---------- Selected text ----------
Labeling may actually reduce opposition to GMOs among some demographic groups
FRISCO — A new Vermont study suggests that consumers don’t necessarily see GMO lables on food as a negative warning. In some cases, such labels may actually increase consumer confidence, the researchers said after analyzing five years worth of data.
A new study released just days after the U.S. House passed a bill that would prevent states from requiring labels on genetically modified foods reveals that GMO labeling would not act as warning labels and scare consumers away from buying products with GMO ingredients.
The statewide survey was focused on two key questions: whether Vermonters are opposed to GMO’s in commercially available food products; and if respondents thought products containing GMO’s should be labeled.
The findings showed that attitudes toward GMO’s are strengthened in either a positive or negative way due to a desire for labels that indicate the product contains GM ingredients. On average across all five years of the study, 60 percent of Vermonters reported being opposed to the use of GMO technology in food production and 89 percent desire labeling of food products containing GMO ingredients. These numbers have been increasing slightly since 2003. In 2015, the percentages were 63 and 92 percent, respectively.
As they broke down the numbers demographically, the researchers found less opposition to GMO foods among groups with lower levels of education, in single parent households, and those earning the highest incomes. Opposition to GMO food ingredients increases in men and people in the middle-income category. No changes were larger than three percentage points.
Presenting her findings at a recent conference, Kolodinsky said the results show that GMO labels would simply give consumers more information about their purchasing decisions. Consumers who wish to avoid GMO ingredients would do so, she added, and those who either want GMO ingredients or are indifferent can also make that choice.
“The label would not signal to consumers that GMO ingredients are inferior to those produced using other agricultural production methods,” she said.
“When you look at consumer opposition to the use of GM technologies in food and account for the label, we found that overall the label has no direct impact on opposition. And it increased support for GM in some demographic groups,” said Jane Kolodinsky, author of the study and professor and chair of the Department of Community Development and Applied Economics at the University of Vermont.
---------- Data ----------
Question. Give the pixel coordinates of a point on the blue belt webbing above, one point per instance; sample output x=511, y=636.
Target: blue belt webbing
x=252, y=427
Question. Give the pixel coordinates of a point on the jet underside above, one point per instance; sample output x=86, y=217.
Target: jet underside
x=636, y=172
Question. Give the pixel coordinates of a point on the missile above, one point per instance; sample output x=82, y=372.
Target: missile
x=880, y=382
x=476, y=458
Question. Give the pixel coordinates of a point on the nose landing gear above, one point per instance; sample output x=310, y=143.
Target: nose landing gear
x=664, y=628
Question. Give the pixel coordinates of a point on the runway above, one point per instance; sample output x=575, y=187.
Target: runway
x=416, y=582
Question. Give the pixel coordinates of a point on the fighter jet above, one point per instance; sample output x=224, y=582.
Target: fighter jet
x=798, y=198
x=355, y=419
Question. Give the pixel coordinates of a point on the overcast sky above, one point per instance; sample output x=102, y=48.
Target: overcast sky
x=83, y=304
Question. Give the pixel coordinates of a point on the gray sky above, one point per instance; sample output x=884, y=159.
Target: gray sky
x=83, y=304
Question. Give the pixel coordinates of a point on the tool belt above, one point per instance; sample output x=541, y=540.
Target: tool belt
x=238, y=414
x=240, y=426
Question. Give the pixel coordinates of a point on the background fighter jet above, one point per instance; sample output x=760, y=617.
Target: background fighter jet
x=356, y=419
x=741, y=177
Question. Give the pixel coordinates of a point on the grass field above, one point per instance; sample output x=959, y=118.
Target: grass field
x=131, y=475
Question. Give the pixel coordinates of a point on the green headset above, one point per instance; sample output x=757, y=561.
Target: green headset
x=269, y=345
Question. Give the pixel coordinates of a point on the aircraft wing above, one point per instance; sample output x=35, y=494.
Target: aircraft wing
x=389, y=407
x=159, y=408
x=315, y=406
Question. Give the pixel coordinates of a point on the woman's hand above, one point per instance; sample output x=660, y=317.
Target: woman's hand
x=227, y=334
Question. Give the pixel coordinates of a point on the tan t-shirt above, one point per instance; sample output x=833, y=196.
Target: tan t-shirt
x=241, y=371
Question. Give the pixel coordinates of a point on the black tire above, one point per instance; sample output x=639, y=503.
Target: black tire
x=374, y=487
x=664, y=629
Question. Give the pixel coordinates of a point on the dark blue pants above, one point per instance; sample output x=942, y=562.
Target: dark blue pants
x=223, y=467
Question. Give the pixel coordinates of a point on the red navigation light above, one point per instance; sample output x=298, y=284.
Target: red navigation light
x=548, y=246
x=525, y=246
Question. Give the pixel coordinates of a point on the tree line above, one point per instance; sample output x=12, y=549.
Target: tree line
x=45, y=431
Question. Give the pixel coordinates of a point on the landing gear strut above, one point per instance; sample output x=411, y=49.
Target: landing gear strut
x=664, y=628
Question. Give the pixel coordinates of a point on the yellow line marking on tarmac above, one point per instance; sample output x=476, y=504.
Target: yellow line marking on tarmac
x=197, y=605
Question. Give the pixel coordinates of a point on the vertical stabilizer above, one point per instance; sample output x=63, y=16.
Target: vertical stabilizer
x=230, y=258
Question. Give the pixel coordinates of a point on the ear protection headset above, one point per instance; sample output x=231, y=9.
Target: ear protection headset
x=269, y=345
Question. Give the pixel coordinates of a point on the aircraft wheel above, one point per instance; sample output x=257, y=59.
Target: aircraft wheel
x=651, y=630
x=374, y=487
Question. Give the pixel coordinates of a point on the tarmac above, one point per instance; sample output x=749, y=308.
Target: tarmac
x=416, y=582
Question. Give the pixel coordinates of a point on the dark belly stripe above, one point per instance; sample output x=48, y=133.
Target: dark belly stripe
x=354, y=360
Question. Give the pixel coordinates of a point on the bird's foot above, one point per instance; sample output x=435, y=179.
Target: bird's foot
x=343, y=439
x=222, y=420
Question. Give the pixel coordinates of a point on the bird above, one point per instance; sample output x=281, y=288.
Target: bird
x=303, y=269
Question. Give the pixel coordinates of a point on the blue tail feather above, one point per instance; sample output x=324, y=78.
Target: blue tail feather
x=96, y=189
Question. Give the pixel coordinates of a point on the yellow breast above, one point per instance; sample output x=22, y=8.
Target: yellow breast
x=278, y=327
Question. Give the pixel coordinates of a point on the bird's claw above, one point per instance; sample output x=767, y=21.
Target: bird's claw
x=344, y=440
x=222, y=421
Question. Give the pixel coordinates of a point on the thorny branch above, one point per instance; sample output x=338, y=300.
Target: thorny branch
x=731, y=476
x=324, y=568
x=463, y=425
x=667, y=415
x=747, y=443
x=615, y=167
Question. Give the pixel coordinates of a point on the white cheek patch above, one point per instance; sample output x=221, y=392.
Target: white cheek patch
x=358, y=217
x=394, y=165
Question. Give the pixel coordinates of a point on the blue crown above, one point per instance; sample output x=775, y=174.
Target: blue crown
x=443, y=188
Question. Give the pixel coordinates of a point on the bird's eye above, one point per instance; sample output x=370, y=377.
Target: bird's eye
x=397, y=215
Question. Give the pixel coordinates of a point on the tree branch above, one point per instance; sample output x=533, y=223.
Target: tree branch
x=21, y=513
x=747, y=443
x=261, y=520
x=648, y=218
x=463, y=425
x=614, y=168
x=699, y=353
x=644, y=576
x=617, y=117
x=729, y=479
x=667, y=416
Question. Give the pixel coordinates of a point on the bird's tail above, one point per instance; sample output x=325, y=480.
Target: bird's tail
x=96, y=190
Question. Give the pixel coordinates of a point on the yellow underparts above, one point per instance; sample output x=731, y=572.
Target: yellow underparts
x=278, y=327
----------
_Problem 1_.
Quote the passage of the GMO labeling article, starting with "The findings showed" and going on through "three percentage points.".
_Problem 2_.
According to the GMO labeling article, what percentage of Vermonters in 2015 wanted labels on food products containing GMO ingredients?

_Solution 1_.
The findings showed that attitudes toward GMO’s are strengthened in either a positive or negative way due to a desire for labels that indicate the product contains GM ingredients. On average across all five years of the study, 60 percent of Vermonters reported being opposed to the use of GMO technology in food production and 89 percent desire labeling of food products containing GMO ingredients. These numbers have been increasing slightly since 2003. In 2015, the percentages were 63 and 92 percent, respectively.
As they broke down the numbers demographically, the researchers found less opposition to GMO foods among groups with lower levels of education, in single parent households, and those earning the highest incomes. Opposition to GMO food ingredients increases in men and people in the middle-income category. No changes were larger than three percentage points.

_Solution 2_.
92 percent.